• Consegna 1
Traduci in inglese la seguente frase del brano sugli studi hegeliani: «Questa terza fase è, di fatto, collegata con l’apparizione della edizione storico-critica; ma, certamente, è stata non solo e non principalmente prodotta attraverso l’edizione.»
• Consegna 2
Prosegui il brano sugli studi hegeliani a partire dalla sua ultima frase.

• Brano fornito
=====

1) L’apparire, negli ultimi decenni, della nuova edizione storico-critica delle opere di Hegel, che, rammentiamolo, rimpiazza, in particolare, se ci riferiamo solo al ‘900, le precedenti edizioni critiche curate da Georg Lasson e Hermann Glockner, ha sicuramente determinato un nuova configurazione degli studi hegeliani. In che direzioni essa ha, a suo giudizio, stimolato la Hegel-Forschung?

Se si dà uno sguardo alla storia della ricezione della filosofia di Hegel, si può dire che noi, da quattro decenni a questa parte, ci troviamo nella terza fase di ricezione - dopo la prima fase, che cade tra gli ultimi scorci della vita di Hegel e i primi due decenni dopo la sua morte, e la seconda, plasmata dal neohegelismo dell’inizio del XX secolo. Questa terza fase è, di fatto, collegata con l’apparizione della edizione storico-critica; ma, certamente, è stata non solo e non principalmente prodotta attraverso l’edizione. Piuttosto è l’edizione stessa un primo risultato di questa nuova fase di ricezione, che è stata determinata e favorita da una molteplicità di fattori; per citare solo due voci: “ermeneutica” e “marxismo”.
Tuttavia, sebbene l’edizione stessa sia un risultato, anch’essa ha configurato questa ultima fase di ricezione in importanti tratti: mi riferisco soprattutto all’indagine dei così importanti, per l’opera di Hegel, manoscritti del periodo di Jena (1801-1806), che nelle due fasi precedenti di ricezione sono stati pressoché trascurati: in parte le fonti non erano pubblicate, in parte erano sbagliate le datazioni, cosicché dominava una notevole confusione, che ha anche motivato interpretazioni prive di senso. Tuttavia proprio i manoscritti jenesi permettono di determinare i motivi fondamentali per mezzo dei quali la filosofia hegeliana è cresciuta e di seguire la successiva formazione delle sue concezioni di sistema, con guadagno complessivo di conoscenza della sua filosofia.

=====

• Dati estratti
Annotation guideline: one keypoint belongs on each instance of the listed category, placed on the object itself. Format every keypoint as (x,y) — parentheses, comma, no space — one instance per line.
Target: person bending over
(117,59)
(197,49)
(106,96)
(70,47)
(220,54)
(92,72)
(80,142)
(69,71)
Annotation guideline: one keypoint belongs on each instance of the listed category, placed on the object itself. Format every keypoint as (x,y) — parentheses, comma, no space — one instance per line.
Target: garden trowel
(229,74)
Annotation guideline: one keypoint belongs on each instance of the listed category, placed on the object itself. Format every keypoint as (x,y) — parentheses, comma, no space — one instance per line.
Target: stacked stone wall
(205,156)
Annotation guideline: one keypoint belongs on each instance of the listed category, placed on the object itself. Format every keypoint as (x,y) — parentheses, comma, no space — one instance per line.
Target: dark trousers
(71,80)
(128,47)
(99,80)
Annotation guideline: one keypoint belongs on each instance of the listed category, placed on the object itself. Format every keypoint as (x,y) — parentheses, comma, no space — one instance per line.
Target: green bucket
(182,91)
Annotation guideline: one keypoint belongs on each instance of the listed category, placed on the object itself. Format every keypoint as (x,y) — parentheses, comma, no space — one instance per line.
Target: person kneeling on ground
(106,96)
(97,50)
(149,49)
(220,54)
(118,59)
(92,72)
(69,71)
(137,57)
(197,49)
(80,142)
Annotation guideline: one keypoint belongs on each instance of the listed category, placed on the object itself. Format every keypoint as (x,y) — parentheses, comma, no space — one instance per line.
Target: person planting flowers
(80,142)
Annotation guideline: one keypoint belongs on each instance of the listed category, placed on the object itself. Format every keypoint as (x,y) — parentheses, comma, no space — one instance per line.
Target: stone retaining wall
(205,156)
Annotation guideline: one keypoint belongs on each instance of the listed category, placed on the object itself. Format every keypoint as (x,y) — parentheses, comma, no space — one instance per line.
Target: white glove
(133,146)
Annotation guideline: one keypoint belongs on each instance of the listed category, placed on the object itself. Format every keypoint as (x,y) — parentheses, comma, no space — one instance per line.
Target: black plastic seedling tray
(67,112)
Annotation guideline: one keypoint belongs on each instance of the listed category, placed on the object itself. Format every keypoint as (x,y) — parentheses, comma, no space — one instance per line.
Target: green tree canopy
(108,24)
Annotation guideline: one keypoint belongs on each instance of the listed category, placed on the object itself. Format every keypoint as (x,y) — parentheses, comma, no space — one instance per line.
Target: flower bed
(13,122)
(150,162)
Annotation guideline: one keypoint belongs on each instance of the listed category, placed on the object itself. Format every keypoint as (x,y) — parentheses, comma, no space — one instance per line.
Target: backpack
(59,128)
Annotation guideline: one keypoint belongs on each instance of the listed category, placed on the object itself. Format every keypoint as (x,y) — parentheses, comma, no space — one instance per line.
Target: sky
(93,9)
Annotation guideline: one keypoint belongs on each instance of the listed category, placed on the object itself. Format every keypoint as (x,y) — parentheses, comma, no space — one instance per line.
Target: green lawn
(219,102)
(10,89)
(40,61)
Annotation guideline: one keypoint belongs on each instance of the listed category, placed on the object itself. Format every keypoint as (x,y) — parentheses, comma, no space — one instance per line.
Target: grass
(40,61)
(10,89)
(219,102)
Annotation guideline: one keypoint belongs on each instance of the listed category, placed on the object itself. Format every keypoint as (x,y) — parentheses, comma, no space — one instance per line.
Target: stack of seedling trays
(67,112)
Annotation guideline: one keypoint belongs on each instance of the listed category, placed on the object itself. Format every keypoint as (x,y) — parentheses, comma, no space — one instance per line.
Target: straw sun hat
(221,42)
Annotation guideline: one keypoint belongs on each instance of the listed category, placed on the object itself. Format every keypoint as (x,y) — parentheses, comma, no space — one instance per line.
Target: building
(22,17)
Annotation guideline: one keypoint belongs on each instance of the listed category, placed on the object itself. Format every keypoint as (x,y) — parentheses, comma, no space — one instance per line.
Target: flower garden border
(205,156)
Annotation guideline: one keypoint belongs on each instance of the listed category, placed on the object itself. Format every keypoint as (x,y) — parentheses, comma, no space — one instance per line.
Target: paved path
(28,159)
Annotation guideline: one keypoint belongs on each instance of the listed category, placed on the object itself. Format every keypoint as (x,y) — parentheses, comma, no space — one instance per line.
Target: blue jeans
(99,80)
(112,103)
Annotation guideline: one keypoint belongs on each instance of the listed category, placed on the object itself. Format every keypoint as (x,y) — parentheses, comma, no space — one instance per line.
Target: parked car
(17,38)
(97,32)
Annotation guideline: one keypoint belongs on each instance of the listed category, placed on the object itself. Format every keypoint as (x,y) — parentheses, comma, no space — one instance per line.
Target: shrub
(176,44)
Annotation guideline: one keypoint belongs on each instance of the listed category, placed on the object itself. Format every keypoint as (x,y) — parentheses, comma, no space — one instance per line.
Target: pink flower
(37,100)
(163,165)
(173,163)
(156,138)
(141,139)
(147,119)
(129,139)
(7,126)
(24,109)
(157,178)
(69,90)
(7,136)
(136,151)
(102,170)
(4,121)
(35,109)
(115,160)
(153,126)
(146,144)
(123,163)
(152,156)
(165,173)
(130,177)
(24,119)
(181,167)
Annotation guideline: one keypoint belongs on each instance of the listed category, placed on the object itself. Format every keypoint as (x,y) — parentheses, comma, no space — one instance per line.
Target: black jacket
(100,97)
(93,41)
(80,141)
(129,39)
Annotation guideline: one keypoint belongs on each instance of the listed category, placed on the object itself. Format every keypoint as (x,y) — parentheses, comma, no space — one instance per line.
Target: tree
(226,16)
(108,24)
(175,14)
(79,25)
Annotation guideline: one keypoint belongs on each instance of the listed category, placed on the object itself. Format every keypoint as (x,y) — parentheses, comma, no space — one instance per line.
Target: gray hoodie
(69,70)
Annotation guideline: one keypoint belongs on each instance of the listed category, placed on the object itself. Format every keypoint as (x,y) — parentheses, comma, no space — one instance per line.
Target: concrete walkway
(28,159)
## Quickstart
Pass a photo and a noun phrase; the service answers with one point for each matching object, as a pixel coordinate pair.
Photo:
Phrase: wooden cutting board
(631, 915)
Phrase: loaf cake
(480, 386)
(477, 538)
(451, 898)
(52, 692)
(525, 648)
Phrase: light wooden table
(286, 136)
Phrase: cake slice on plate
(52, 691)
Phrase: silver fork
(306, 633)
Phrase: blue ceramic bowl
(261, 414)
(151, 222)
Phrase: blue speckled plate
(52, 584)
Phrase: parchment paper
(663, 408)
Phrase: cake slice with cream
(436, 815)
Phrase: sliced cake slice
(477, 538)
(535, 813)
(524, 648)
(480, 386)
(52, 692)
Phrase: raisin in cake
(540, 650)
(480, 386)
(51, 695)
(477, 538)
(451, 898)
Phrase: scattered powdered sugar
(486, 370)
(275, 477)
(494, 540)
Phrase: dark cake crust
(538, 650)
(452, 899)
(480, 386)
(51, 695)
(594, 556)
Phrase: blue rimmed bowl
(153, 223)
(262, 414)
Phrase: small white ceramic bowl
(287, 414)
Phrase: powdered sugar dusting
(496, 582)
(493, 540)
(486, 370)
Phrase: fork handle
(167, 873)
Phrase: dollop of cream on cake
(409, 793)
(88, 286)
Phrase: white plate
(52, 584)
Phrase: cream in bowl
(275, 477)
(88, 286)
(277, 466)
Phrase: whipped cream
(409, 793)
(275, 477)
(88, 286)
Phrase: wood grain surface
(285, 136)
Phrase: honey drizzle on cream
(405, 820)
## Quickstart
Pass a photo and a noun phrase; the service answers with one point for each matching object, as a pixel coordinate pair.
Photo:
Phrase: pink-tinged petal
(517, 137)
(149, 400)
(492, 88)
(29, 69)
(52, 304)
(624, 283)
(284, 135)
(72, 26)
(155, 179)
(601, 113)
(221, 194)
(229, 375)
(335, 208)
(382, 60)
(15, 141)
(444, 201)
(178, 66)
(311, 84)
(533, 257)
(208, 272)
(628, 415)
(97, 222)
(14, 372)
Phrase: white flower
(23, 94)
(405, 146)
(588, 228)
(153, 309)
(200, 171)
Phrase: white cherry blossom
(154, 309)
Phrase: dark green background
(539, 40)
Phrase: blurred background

=====

• Risposta 1
This third phase is, in fact, connected with the appearance of the historical-critical edition; but it was certainly not only, and not mainly, brought about by the edition.

• Risposta 2
La ricezione degli scritti del giovane Hegel (1793-1800) non ha ottenuto finora, grazie alla nuova edizione, impulsi decisivi. Ciò potrebbe cambiare, se apparirà in breve il volume II con gli scritti degli anni francofortesi di Hegel. Poco, poi, poteva influire l’edizione sulla ricezione delle principali opere di Hegel, la Fenomenologia dello spirito e la Scienza della logica, poiché essa si è limitata alla correzione di errori, prescindendo, naturalmente, dal commento che è stato scritto a loro margine. Grande significato per la ricezione ha ottenuto, tuttavia, da tre decenni a questa parte, la pubblicazione delle trascrizioni delle lezioni di Hegel (le Vorlesungsnachschriften) - negli ambiti della filosofia del diritto, dell’estetica, della filosofia della natura e della filosofia delle religione - ed è facile pronosticare che questo processo avrà un seguito negli anni a venire.


2) In Italia, la nuova edizione, da lei curata, dei quattro diversi corsi universitari, tenuti da Hegel, di filosofia della religione, non ha ancora riscosso adeguata attenzione. Continua a prevalere, in qualche modo, l’uso della edizione curata da Lasson, la quale, fondata anch’essa sulle trascrizioni dei corsi universitari, si caratterizza, tuttavia, come lei ha spesso messo in luce, per criteri molto discutibili di “armonizzazione” degli stessi. Potrebbe, Professor Jaeschke, spiegare in che modo la nuova edizione si rende capace di aprire a nuove e più fondate prospettive critiche?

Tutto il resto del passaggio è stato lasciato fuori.